__SELECTED EXCERPT__.

• A(frican) Blog of Ecology by Raf Aerts

    Caffeine-driven thoughts of a forest ecologist

    • Ethiopian coffee cultivation has positive and negative impacts on forest birds

      Friday, 19 Dec 2008 - 17:25 UTC

      Conservation Letters , a new journal of the Society for Conservation Biology, has recently published a study on Ethiopian coffee cultivation and its impact on bird and forest conservation. Birds, forest, coffee and Ethiopia are things that keep me busy on a daily basis, as you could read here before.

      Aaron Gove and his colleagues (link via DOI) report that coffee cultivation has a positive effect on bird species diversity in open farmland, by retaining forest trees in the landscape, and a negative effect on bird species diversity in the forests, by reducing the diversity of tree and shrub species and structure in the forest fragments. Thus, at first sight one is likely to condemn coffee cultivation in forest fragments because it may lead to local extinction of forest birds species, some of which are endemic to the Abyssinian highlands. But were it not for the coffee, the fragments would probably have been converted to other forms of more open agriculture already a long time ago, with even worse consequences for forest birds, as I have observed and reported for Tigray. Thus, it is difficult to assess the ecological sustainability of coffee cultivation in southern Ethiopia – it’s good for birds outside the forest, but bad for birds in the forest… The authors aptly conclude that the emerging coffee certification schemes, such as Bird Friendly and Rainforest Alliance (with the help of a Belgium-based sustainable coffee trading house, ed.), will need to take this complexity into account.

__ENTRIES SUPPLIED__.

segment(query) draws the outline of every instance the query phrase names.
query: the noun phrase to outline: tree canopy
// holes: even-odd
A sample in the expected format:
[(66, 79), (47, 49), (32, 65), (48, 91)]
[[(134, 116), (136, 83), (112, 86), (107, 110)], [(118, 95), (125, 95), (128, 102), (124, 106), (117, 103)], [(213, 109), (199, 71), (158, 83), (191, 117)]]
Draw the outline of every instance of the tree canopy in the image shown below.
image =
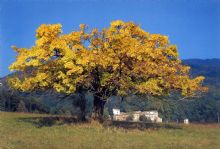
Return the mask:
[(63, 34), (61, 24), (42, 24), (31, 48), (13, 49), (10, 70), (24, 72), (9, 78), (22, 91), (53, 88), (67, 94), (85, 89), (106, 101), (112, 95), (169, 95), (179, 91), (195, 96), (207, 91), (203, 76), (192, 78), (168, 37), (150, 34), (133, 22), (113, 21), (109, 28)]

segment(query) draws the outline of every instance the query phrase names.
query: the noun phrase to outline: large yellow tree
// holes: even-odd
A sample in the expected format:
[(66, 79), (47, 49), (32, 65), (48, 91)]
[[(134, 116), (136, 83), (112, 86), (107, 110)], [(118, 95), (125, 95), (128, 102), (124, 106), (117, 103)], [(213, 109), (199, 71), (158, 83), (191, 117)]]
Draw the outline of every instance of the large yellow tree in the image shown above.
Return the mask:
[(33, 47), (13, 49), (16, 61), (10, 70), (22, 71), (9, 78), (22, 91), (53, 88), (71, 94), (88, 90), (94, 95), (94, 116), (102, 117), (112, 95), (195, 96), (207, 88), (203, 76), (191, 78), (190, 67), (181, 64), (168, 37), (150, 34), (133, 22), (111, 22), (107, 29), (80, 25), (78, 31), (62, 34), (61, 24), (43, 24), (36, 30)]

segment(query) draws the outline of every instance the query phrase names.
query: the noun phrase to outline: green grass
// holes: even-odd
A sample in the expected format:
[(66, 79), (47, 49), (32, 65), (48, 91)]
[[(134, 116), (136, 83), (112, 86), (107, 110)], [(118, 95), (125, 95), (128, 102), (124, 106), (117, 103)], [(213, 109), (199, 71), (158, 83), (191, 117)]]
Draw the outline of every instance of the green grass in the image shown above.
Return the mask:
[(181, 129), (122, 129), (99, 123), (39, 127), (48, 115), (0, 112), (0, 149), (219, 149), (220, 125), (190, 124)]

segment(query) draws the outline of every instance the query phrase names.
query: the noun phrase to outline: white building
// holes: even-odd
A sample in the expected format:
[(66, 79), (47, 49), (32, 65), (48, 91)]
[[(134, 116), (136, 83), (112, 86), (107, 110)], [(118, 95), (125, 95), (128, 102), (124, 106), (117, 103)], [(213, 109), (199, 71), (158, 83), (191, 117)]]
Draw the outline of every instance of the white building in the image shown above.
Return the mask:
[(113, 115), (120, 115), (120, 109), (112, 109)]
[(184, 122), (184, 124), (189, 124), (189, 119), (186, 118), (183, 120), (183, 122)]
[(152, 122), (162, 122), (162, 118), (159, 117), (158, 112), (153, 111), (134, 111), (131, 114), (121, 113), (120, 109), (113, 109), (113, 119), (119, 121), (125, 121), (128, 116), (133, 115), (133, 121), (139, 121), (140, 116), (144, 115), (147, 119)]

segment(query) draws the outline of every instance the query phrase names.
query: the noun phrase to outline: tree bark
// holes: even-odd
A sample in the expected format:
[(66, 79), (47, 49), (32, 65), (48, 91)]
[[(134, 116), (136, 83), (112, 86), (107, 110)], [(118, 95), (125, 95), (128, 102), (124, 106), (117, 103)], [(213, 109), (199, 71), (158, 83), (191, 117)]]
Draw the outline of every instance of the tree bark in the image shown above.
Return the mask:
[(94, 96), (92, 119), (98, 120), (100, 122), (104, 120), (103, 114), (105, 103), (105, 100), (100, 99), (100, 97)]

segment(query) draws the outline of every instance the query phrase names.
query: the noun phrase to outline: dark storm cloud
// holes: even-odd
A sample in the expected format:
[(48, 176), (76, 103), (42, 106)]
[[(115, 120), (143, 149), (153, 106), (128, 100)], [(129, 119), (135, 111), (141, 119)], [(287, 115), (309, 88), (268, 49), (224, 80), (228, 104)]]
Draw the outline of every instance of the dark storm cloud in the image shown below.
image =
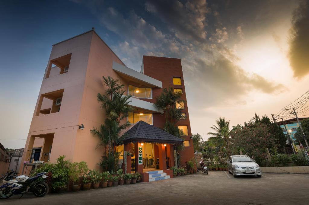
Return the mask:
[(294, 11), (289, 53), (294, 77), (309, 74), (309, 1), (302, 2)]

...

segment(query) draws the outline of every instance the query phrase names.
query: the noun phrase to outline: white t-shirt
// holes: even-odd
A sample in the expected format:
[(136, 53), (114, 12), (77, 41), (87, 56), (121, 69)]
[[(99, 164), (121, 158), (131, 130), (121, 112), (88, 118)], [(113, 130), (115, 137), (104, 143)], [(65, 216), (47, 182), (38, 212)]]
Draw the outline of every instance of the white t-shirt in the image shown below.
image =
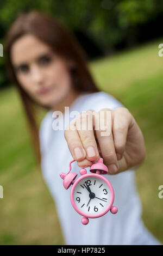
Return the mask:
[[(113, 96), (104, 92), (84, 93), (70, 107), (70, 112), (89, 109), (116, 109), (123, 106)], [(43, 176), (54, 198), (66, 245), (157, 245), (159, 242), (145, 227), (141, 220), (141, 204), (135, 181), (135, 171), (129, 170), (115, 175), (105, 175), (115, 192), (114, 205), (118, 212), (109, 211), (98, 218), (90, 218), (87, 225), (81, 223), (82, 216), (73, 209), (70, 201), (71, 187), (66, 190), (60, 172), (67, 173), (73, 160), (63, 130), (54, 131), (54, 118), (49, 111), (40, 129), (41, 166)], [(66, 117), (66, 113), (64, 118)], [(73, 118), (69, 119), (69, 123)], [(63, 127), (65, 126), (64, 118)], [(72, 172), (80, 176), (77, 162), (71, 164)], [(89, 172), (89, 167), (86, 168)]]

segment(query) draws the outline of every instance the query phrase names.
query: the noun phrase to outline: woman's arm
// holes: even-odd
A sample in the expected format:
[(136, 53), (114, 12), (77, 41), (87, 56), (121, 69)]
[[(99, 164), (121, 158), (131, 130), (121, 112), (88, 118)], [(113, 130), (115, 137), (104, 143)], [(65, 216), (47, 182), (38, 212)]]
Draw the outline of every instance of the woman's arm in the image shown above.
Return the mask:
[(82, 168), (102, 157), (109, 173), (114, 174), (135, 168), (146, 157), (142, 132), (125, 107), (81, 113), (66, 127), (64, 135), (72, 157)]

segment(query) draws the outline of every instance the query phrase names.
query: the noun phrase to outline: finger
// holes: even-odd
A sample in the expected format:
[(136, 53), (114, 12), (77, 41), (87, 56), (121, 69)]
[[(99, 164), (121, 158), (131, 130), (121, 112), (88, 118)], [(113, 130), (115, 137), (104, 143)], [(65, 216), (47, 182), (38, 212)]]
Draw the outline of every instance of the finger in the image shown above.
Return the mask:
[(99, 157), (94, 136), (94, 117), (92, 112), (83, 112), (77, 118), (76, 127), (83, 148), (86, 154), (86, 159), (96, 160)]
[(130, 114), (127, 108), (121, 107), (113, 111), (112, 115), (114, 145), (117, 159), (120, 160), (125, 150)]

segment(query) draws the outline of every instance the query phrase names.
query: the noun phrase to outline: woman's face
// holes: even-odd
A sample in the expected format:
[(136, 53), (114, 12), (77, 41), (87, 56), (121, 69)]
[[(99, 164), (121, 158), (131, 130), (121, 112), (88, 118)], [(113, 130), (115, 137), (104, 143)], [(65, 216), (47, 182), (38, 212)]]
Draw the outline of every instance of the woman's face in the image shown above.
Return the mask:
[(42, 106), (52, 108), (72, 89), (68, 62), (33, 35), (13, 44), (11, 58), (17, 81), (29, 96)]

__PROBLEMS AND TASKS__.
a - Condense the paragraph of the blog post on Ethiopian coffee cultivation that begins "Aaron Gove and his colleagues" into a short bulleted list that keeps its main facts.
b - Reproduce word for word the part of the blog post on Ethiopian coffee cultivation that opens with the words containing "Caffeine-driven thoughts of" and closes with "read here before.".
The items have no role in this work.

__SOLUTIONS IN ORDER__.
a -
- Aaron Gove and colleagues report that coffee cultivation raises bird species diversity in open farmland because it keeps forest trees in the landscape.
- It lowers bird species diversity in the forests because it reduces the diversity of tree and shrub species and structure in forest fragments. This may cause local extinction of forest bird species, some endemic to the Abyssinian highlands.
- Without coffee, the fragments would probably have been turned into more open agriculture long ago, which would be even worse for forest birds. The author observed and reported this for Tigray.
- This makes the ecological sustainability of coffee cultivation in southern Ethiopia hard to assess.
- The authors conclude that emerging coffee certification schemes, such as Bird Friendly and Rainforest Alliance, will need to take this complexity into account.

b -
Caffeine-driven thoughts of a forest ecologist

    • Ethiopian coffee cultivation has positive and negative impacts on forest birds

      Friday, 19 Dec 2008 - 17:25 UTC

      Conservation Letters , a new journal of the Society for Conservation Biology, has recently published a study on Ethiopian coffee cultivation and its impact on bird and forest conservation. Birds, forest, coffee and Ethiopia are things that keep me busy on a daily basis, as you could read here before.